Offen ist, ob die Uefa einen anderen ins Rennen schickt. Im Vergleich mit Blatter wäre fast jeder Kandidat ein Fortschritt. Etwa Jerome Champagne, der mit frischen Ideen gegen ihn antreten möchte. Champagne gilt als klug und integer, aber chancenlos. Auch weil Blatter vor einem Jahr die Statuten so änderte, dass Champagne vielleicht gar nicht antreten darf. Und in der Uefa findet der Franzose keine Unterstützung, auch dort sitzen belastete Fifa-Männer.
Spannend ist, wie sich das Verhältnis der Uefa zur Fifa entwickeln wird. In letzter Zeit ist es abgekühlt. Blatter deutet an, den Europäern einen Platz bei der WM wegzunehmen. Die Uefa erwägt, bei der EM die besten nichteuropäischen Mannschaften einzuladen. Damit würde sie der Fifa und ihrer Cash Cow WM Konkurrenz machen.
Vielleicht versucht Platini später, Fifa-Präsident zu werden. Wäre er schlau, würde er aus der Uefa, dem Verbund der mächtigsten Fußballnationen, eine Gegen-Fifa machen. Das ist ohnehin die aussichtsreichere Möglichkeit, Blatter zu entmachten. Dann wäre der Fußball von ihm befreit.
Kommentare
UEFA vs FIFA
Unerträglich der Herr Blatter. Ein Symbol der Korruption in der heutigen Zeit. Und Nichts passiert. Da sitzen sie noch alle brav bei der WM neben ihm und scherzen.
Kein schlechter Plan, so die FIFA zu entmachten.
Platini
Ich verstehe nicht, wie man ernsthaft Partei für Platini ergreifen kann, Sie schreiben es doch selbst
=== Doch wie sehr er für eine Erneuerung gestanden hätte, ist fraglich. Bei der skandalösen WM-Wahl vor vier Jahren gab er, im Gegensatz zu Blatter, Katar die Stimme. Seitdem diskutiert die Fußballwelt über Sport im Glutofen und Sklaverei auf WM-Baustellen. Vor der Wahl hatte sich Platini mit dem Emir zum Essen getroffen und damit gegen den Ethik-Code verstoßen. Sein Sohn Laurent bekam darauf einen guten Job bei den Kataris. ===
Damit ist der Einführungssatz ===Platini ist nicht dafür bekannt, sich so schamlos zu bedienen wie andere Fifa-Funktionäre.=== doch barer Unsinn.

▸ **INHALT DER DATENSÄTZE**:
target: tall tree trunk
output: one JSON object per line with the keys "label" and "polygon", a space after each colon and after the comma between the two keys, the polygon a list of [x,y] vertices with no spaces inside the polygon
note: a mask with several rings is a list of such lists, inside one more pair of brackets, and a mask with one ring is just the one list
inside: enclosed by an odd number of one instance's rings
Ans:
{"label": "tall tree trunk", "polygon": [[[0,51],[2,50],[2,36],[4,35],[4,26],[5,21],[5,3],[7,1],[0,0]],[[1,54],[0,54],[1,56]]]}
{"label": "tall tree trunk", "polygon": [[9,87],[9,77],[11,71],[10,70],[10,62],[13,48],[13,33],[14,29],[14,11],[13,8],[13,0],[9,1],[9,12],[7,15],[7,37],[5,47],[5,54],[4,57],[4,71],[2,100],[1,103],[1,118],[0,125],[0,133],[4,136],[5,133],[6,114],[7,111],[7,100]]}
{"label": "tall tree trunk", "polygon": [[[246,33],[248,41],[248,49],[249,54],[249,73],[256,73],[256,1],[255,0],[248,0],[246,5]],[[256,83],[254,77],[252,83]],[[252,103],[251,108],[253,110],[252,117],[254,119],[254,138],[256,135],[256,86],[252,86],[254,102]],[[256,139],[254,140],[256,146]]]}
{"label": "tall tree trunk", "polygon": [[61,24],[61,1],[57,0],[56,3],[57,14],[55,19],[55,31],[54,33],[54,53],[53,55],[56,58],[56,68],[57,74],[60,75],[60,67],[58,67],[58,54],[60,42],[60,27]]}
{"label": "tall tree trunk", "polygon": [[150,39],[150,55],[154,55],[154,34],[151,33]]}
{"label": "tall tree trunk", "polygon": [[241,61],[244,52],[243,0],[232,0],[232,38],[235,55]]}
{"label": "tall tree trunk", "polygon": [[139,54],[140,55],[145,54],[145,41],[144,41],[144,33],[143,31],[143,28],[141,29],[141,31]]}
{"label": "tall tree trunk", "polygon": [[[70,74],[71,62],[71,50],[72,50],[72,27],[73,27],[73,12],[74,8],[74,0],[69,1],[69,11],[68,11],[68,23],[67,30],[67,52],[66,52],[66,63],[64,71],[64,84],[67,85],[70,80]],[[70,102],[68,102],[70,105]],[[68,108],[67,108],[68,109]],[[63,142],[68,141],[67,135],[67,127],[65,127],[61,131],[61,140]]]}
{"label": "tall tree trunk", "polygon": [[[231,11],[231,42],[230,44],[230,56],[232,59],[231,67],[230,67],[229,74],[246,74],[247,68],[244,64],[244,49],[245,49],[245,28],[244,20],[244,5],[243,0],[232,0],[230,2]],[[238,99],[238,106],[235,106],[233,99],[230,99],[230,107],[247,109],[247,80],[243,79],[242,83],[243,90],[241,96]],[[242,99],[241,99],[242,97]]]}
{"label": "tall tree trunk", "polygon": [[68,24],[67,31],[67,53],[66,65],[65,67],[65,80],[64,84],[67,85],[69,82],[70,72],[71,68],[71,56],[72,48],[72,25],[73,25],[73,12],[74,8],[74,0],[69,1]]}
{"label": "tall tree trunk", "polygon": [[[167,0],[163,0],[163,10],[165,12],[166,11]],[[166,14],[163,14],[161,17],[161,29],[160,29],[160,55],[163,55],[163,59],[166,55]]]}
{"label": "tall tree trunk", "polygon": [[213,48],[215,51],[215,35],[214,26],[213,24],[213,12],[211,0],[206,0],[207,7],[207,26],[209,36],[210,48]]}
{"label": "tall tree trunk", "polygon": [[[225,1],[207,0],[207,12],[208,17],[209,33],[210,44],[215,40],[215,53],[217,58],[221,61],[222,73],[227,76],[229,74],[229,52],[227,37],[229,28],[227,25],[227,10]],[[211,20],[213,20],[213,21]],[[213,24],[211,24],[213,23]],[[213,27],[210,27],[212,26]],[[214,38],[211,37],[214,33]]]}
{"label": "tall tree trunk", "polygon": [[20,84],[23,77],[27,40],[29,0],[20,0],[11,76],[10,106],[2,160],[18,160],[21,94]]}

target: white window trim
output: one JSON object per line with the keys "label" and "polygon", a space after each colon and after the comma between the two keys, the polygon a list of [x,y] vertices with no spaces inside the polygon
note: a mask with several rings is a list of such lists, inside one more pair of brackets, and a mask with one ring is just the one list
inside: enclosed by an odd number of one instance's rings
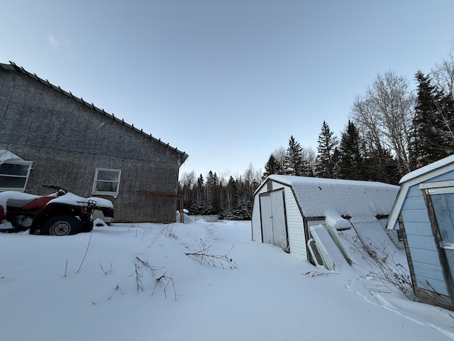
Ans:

▸ **IHRE AUFGABEN**:
1. Fassen Sie den Text über Blatter, Platini und die Uefa in zwei Sätzen zusammen.
2. Beantworten Sie anhand des Textes über Blatter, Platini und die Uefa die folgenden Fragen:
(a) Wie wird Jerome Champagne charakterisiert?
(b) Was erwägt die Uefa für die EM?
(c) Welchem Land gab Platini bei der WM-Wahl vor vier Jahren seine Stimme?
3. Führen Sie den Text über Blatter, Platini und die Uefa im selben Stil weiter.

▸ **LÖSUNGEN**:
1. Der Text lässt offen, ob die Uefa einen Kandidaten gegen Blatter aufstellt, nennt Jerome Champagne als klugen und integren, aber chancenlosen Bewerber und beschreibt das abgekühlte Verhältnis zwischen Uefa und Fifa, in dem die Uefa erwägt, die besten nichteuropäischen Mannschaften zur EM einzuladen. Er hält es für schlau, wenn Platini die Uefa zu einer Gegen-Fifa machte, während Kommentare Blatter als Symbol der Korruption bezeichnen und Platini wegen seiner Stimme für Katar und eines Essens mit dem Emir kritisieren.

2.
(a) Als klug und integer, aber chancenlos.
(b) Die besten nichteuropäischen Mannschaften einzuladen.
(c) Katar.

3.
andere Liga
Barer Unsinn? Das sehe ich anders. Platini ist sicher naiver und politisch nicht so clever wie Blatter. Und er hat auch keine weiße Weste.
Aber Blatter (4 Jahrzehnte Fifa) spielt in einer anderen Liga.
So ganz unschuldig sind auch wir nicht.
Es wäre doch ein Leichtes, Herrn Blatter loszuwerden.
Die europäischen und südamerikanischen Verbände müssten einfach nur eine eigene WM ausrichten, während die Fußballgiganten Tuvalu und Mikronesien sich im fußballverrückten Katar treffen. Es wäre spannend zu sehen, ob McDonalds und Coca Cola dann Schlange stünden, um die Banden beim Finale Nordkorea gegen Saudi Arabien zu bekleben.
Aber die FIFA hat uns auch vor Kurzem eine WM beschert, und von den FIFA-Milliarden fallen ein paar Milliönchen auch an die Deutschen.
Da wird der Protest von den Verantwortlichen nicht ganz so laut geäußert.
Kaliber
Der DFB hat ja (im Gegenteil) die Höhe der WM-Prämien der Fifa kritisiert:http://www.faz.net/aktuel...
Generell schüttet die Uefa mehr aus als die Fifa. Die Fifa hat mehr als 1.000.000.000 auf der hohen Kante. Vielleicht sollten wir das redaktionell mal genauer aufschlüsseln.
Ich will ja gar nicht sagen, dass sich unter Platini viel ändern würde. Aber Blatter ist ein ganz anderes Kaliber. Er ist für den Zustand der Fifa veranwortlich. Er hat dieses Monster erschaffen. Er ist seit 1975 auf hohen Posten.
Platini hat immerhin eigenes Geld. Blatter dagegen verdankt seinen Reichtum nur seiner Fifa-Funktion. Mich würde sehr interessieren, was er verdient.
Und was würde sich wohl unter einem Platini ändern?????
Da ist es wieder, das Standartargument:
Es kommt nichts besseres nach, also lassen wir es lieber beim alten.
Damit treiben alle Lumpen der Welt ihr Unwesen weiter ungeniert.
Die schlimmste Bestrafung für Blatter wäre der Machtverlust. Also wäre das doch schon mal was für die geplagten Seelen.